In accordance with an aspect of the present invention, the resin layer has an average peak-to-valley distance (Sm) in a range of 50 μm to 200 μm on the top surface thereof.
In accordance with an aspect of the present invention, the resin layer has Macbeth reflection density of 2.7 or more on the top surface thereof.
In accordance with an aspect of the present invention, the resin layer has an arithmetic mean roughness (Ra) in a range of 0.08 μm to 0.25 μm on the top surface thereof.
The optical film in the present invention can balance anti-glare effect, high contrast, color reproducibility, and anti-glittering. When the optical film in the present invention is used for the display surface, display devices can show with high-resolution and good visibility. In addition, production costs can be reduced by decreasing the number of coating steps.

BEST MODE FOR CARRYING OUT THE INVENTION

As a transparent substrate used for the present invention, glasses such as a fused silica glass, a soda glass, etc., can be used. In addition, various resin films such as PET, TAC, polyethylene naphthalate (PEN), polymethyl methacrylate (PMMA), polycarbonate (PC), polyimide (PI), polyethylene (PE), polypropylene (PP), polyvinyl alcohol (PVA), polyvinyl chloride (PVC), cyclo olefin copolymer (COC), including norbornene resin, polyether sulfone, cellophane, and aromatic polyamide, etc., can be also used as the transparent substrate suitably.
It is preferable that transparency of these transparent substrates is higher. A total light transmittance (JIS K7361-1) is preferably 80% or more, and is more preferably 90% or more. In a viewpoint of lightening, it is preferable that thickness of the transparent substrate is thinner. In consideration of handling when the optical films are manufactured, thickness of the transparent substrate is preferably in a range of 1 μm to 700 μm, more preferably 25 μm to 250 μm.
In addition, the transparent substrate is given the surface treatments such as alkali treatment, corona treatment, plasma treatment, sputter treatment, etc., or is given the coating treatments such as surfactants coating, silane coupling agents coating, etc., or is given the surface modification treatments such as silicon evaporation, etc. As a result, an adhesive performance between the transparent substrate and the resin layer can be improved.
As the radiation-curable resin composition containing in the resin layer used for the present invention, monomer, oligomer, and prepolymer having radical polymerizable functional group such as acryloyl group, methacryloyl group, acryloyl oxy group, methacryloyl oxy group, etc., or having cationic polymerizable functional group such as epoxy group, vinyl ether group, oxetane group, etc., can be used by alone or by mixing suitably. As examples of monomer, it is possible to mention methyl acrylate, methyl methacrylate, methoxy polyethylene methacrylate, cyclohexyl methacrylate, phenoxyethyl methacrylate, ethylene glycol dimethacrylate, dipenta erythritol hexacrylate, trimethylol propane trimethacrylate, etc. As examples of oligomer, prepolymer, it is possible to mention acrylate compounds such as polyester acrylate, polyurethane acrylate, epoxy acrylate, polyether acrylate, alkyd acrylate, melamine acrylate, silicone acrylate, etc., or to mention epoxy compounds such as unsaturated polyester, tetramethylene glycol diglycidyl ether, propylene glycol diglycidyl ether, neopentyl glycol diglycidyl ether, bisphenol A diglycidyl ether, various cycloaliphatic epoxy, etc., or to mention oxetane compounds such as 3-ethyl-3-hydroxylmethyl oxetane, 1,4-bis {[(3-ethyl-3-oxetanyl)methoxy]methyl}benzene, di[1-ethyl(3-oxetanyl)]methyl ether, etc. This radiation-curable resin composition can be used by alone or by mixing a plurality thereof.

————————

JOBS
• 1. From the optical film passage above, list the treatments it names as "surface treatments" for the transparent substrate.
• 2. Resume the optical film passage, starting right after its final sentence.

GIVEN RECORDS
————————

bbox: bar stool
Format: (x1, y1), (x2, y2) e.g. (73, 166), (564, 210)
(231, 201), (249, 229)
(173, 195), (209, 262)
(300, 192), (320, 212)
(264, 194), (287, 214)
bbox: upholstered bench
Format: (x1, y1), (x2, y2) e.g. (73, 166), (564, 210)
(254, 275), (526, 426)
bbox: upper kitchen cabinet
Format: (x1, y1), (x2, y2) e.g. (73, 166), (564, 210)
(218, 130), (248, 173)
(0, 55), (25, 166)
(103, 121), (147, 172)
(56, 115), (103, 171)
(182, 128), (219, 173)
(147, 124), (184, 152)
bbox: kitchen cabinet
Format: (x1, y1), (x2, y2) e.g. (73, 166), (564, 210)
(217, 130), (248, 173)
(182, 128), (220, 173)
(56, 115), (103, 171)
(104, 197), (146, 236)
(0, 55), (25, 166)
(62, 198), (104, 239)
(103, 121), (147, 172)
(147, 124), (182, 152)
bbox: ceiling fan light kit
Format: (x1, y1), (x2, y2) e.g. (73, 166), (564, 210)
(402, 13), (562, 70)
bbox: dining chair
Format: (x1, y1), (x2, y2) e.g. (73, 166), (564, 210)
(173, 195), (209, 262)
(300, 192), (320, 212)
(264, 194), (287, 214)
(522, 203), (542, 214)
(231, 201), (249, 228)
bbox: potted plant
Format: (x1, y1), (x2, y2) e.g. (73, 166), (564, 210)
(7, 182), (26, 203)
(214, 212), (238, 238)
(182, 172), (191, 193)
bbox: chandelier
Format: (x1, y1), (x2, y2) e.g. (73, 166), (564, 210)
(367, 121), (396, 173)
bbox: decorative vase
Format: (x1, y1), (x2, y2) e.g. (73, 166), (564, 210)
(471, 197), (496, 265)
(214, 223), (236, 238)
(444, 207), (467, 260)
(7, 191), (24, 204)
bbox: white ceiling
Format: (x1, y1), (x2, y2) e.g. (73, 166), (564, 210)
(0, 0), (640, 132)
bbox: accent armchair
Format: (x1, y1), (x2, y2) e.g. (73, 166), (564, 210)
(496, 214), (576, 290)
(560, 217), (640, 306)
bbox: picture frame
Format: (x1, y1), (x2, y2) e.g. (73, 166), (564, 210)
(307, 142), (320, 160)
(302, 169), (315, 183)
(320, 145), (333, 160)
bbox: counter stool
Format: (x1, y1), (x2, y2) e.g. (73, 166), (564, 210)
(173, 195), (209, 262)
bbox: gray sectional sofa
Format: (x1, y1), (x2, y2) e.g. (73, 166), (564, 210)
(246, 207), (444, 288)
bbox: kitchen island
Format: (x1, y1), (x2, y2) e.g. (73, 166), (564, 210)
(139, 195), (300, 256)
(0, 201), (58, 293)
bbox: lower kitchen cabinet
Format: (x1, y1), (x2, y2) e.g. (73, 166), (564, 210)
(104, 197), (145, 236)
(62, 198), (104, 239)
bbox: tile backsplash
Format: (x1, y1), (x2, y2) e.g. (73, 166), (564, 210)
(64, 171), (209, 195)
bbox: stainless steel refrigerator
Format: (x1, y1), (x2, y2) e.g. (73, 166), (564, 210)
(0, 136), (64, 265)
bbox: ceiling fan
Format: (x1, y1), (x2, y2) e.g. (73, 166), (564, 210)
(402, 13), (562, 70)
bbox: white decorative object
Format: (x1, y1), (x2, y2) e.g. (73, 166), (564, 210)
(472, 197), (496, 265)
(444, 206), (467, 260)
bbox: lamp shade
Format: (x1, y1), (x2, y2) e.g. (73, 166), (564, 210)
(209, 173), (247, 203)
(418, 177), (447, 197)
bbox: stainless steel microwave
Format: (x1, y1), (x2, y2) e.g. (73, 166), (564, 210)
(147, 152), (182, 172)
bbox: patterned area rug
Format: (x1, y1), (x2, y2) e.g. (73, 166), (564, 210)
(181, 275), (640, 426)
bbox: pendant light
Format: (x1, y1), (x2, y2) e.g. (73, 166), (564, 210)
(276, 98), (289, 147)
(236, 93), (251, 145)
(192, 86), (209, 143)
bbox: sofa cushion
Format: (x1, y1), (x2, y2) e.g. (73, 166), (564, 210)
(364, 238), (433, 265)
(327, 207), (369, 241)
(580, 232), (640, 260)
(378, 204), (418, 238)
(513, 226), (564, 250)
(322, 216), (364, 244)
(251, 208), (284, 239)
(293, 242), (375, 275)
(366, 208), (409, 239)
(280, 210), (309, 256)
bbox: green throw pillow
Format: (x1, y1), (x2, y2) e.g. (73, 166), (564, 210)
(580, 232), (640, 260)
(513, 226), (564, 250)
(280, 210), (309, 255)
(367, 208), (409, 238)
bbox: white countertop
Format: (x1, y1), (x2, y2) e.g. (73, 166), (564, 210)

————————

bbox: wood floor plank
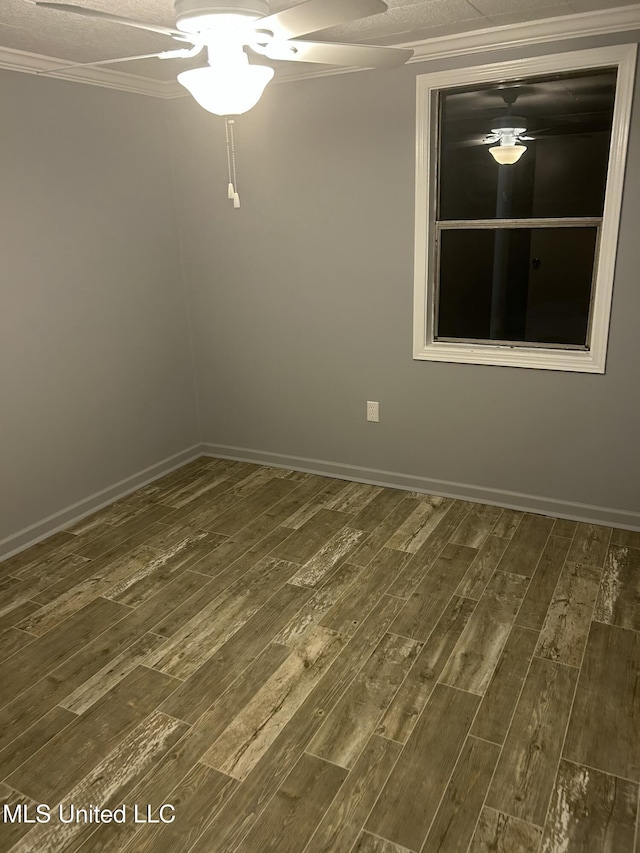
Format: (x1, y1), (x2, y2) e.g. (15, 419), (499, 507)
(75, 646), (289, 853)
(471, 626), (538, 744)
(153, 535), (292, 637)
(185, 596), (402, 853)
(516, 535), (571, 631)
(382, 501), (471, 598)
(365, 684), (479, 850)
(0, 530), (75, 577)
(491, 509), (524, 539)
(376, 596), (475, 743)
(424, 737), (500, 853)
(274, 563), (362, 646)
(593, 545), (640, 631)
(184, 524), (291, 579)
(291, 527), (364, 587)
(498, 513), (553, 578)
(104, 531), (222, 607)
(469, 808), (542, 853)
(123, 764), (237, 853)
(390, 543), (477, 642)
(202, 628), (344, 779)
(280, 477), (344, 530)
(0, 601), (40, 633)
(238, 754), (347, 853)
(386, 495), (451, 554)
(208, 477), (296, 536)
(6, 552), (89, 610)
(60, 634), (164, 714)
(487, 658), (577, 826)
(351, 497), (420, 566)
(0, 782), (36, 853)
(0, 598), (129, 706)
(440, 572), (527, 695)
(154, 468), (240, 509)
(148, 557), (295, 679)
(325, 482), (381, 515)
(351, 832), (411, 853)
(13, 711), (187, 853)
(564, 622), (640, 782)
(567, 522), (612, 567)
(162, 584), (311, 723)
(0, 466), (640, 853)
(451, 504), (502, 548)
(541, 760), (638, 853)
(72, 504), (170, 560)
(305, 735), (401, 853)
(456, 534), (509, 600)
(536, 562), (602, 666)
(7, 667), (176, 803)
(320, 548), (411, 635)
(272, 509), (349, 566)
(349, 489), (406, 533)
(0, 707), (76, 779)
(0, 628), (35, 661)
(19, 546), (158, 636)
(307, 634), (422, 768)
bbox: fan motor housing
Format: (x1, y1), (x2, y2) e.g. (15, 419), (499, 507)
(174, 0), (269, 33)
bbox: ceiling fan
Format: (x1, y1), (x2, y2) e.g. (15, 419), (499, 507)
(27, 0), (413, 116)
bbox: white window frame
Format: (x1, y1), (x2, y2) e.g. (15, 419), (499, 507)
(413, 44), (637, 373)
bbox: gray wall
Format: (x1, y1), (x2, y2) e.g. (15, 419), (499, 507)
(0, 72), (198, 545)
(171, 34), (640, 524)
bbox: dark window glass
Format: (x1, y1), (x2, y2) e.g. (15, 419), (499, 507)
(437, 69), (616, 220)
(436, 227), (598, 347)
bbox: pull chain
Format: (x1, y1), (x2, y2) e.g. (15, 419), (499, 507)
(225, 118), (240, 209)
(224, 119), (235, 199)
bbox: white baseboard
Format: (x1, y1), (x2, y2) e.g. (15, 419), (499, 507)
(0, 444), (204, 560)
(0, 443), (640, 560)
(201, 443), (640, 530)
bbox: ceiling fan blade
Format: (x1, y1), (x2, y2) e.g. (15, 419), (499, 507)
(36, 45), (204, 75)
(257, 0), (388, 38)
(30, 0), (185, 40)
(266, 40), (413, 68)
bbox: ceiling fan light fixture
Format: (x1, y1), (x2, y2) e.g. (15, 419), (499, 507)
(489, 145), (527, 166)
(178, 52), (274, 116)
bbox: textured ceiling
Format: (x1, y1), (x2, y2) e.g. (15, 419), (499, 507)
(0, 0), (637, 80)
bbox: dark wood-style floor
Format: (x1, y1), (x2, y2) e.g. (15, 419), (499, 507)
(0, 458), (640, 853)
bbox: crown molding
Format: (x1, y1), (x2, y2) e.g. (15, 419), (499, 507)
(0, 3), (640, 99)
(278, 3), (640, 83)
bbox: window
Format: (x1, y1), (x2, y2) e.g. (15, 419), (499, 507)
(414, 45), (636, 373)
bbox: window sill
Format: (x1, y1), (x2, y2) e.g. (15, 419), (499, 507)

————————

RESPONSES
• 1. alkali treatment, corona treatment, plasma treatment, sputter treatment

• 2.
The above-mentioned radiation-curable resin composition can cure alone by electron beam irradiation. When the radiation-curable resin composition cures by ultraviolet irradiation, it is necessary to add a photopolymerization initiator. As the photopolymerization initiator, radical polymerization initiators such as acetophenone series, benzophenone series, thioxanthone series, benzoin, benzoin methyl ether, etc., or cationic polymerization initiators such as aromatic diazonium salt, aromatic sulfonium salt, aromatic iodonium salt, metallocene compound, etc., can be used by alone or by combining suitably.
In the present invention, in addition to the above-mentioned radiation-curable resin composition, a polymer resin can be added in the range of not interrupting the polymerization and the curing. This polymer resin is a thermoplastic resin which is soluble in an organic solvent used for the later-describing coating material for the resin layer. Specifically, it is possible to mention acrylic resin, alkyd resin, polyester resin, etc. It is preferable that these resins have acid functional groups such as carboxyl group, phosphate group, sulfonic acid group, etc.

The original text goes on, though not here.